- _Questions on the material_:
• 1. In the forum thread about a wife going to a strip club, what place did the wife name when pressed about where she went?
• 2. List every distinct username that posts in the forum thread about a wife going to a strip club.
• 3. Pick up the forum thread about a wife going to a strip club after its final sentence and carry it on.
*** Study text ***
# Wife going to strip club



## debatable (Jun 19, 2015)

Let me set the stage here:

My wife has been unemployed for the past year, and has struggled with serious depression (and refused to get any help for it). She has made no effort to try to get work, and instead sleeps all day, and is up all night, and has for all intents and purposes become a functioning alcoholic. I'm working tirelessly to try to make ends meet financially, while she doesn't lift a finger to help.

My wife's "best" friend, is a 25 year old lesbian. This past Friday, upon my showing up at the house after work, Chris arrived at our house, within an hour. Chris spent the night at our house in our spare bedroom on Friday night. Spent the night on Saturday night. Spent the night on Sunday night. All the while, she talked about how she was going to quit her job on Monday. I was seriously concerned that she had plans on just moving into my house, with no place else to go. I voiced my concerns to a friend of mine, who verbally slapped me across the face by saying, "How do you not see this? She already HAS moved into your house, and now you're supporting her too!"

Monday evening, after talking with my wife about the fact that Chris needed to go, Chris wound up leaving. However, my wife became furious that I had discussed the situation with a friend of mine. So because she was so mad, my wife wasn't home when I got home from work yesterday, and didn't come home until the early hours of the morning (around 2 AM). When I pulled up the bank account, I see that she and Chris had gone to a local strip club together. 

Here's my concern:

1. Chris' "thing" is to try to get with married women. She regularly speaks of her "conquests" and I'm genuinely concerned that she has set her sights on my wife.

2. I don't necessarily have a problem with a "girls night out" or even going to the strip club for that matter. Where it bothers me is going under anger, and going specifically because you're upset with me.

How should I respond to this (if at all)? At this point, my wife doesn't know that I'm aware that they went to the strip club last night.


----------



## Marc878 (Aug 26, 2015)

You need to take control of your life. You are the problem here. Your wife is secondary.


----------



## TAMAT (Jun 20, 2015)

Debateable,

If a guy took your W to a strip club you would beat him down and bust him to his wife.

Find out the identities of all these married ladies this woman has slept with and bust them to their husbands.

This woman has no place in your marriage, and face it your W has already had sex with her.

Tamat


----------



## mmik87 (Nov 14, 2015)

Tamat what makes you think that they have had sex ? They can be mates and it's way better that it's a chick n not a dude !


----------



## Ol'Pal (Aug 24, 2015)

TAMAT said:


> Debateable,
> and face it your W has already had sex with her.
> 
> Tamat


Right or wrong, This was my 1st thought also.


----------



## mmik87 (Nov 14, 2015)

Ol'Pal said:


> Right or wrong, This was my 1st thought also.


Bit harsh I think


----------



## debatable (Jun 19, 2015)

That was my first thought as well.

I raised the question with my wife this afternoon about where she went. The initial response was "Out." When I pressed the issue, I was finally told "Coyote Ugly," which obviously isn't true given the bank account (or at a minimum, isn't the ONLY place that was gone to).
*** Recorded data ***
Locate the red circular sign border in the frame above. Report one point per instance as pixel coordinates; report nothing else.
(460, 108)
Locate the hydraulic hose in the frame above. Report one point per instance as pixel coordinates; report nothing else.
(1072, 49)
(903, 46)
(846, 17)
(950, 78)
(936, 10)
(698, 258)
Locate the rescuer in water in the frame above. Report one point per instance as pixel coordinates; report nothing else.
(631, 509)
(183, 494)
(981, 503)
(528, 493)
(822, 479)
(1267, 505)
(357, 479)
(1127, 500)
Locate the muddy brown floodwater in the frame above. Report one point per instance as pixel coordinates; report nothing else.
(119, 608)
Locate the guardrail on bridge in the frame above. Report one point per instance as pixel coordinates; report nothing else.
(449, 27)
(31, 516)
***
- _Replies_:
• 1. Coyote Ugly.

• 2. debatable, Marc878, TAMAT, mmik87, Ol'Pal

• 3.
----------



## TAMAT (Jun 20, 2015)

debatable,

This friend is no friend of your marriage, and needs to be disposed of, from what you wrote I would guess she is a parasite who moves from person to person leaving a wake of destruction. She will get your W to spend lots of money on her and put you in debt. You need to take action. 

Tamat


----------



## Nucking Futs (Apr 8, 2013)

Do you have kids? If not, ditch the parasite and choose more wisely next time.


----------



## 6301 (May 11, 2013)

What you need to do is go back to your friend and have him slap you again and this time you might wake up 
Look. She wont help herself and she's doing everything but kicking sand in your face so friend you better start taking the bull by the horns and let her know that she has a choice. Get help, start acting like a wife or take off with her friend and let her know that once she's out the door, there's no turning back. Tell her in a way tat she understands your dead serious. Either that or the friend moves in and your the one bounced.


----------



## JohnA (Jun 24, 2015)

Tamat is right about chris not being a friend of the marriage. When I was married I did not allow a personal friendship for myself if they were not first and foremost a friend of the marriage. They could dislike my wife, but they had to support my marriage.


Looking back I see I missed a huge red flag when her closet friends who supported our marriage faded from her life and were replaced by those who did not. Only in hindsight I could ser the type of people they were.

Chris is easier to spot then a $3.00 bill, I said a three dollar bill. Drive her out of your home. If you live in Fl look into Bakker act her. Not easy to do, but your description warrants the effort.


----------



## Decorum (Sep 7, 2012)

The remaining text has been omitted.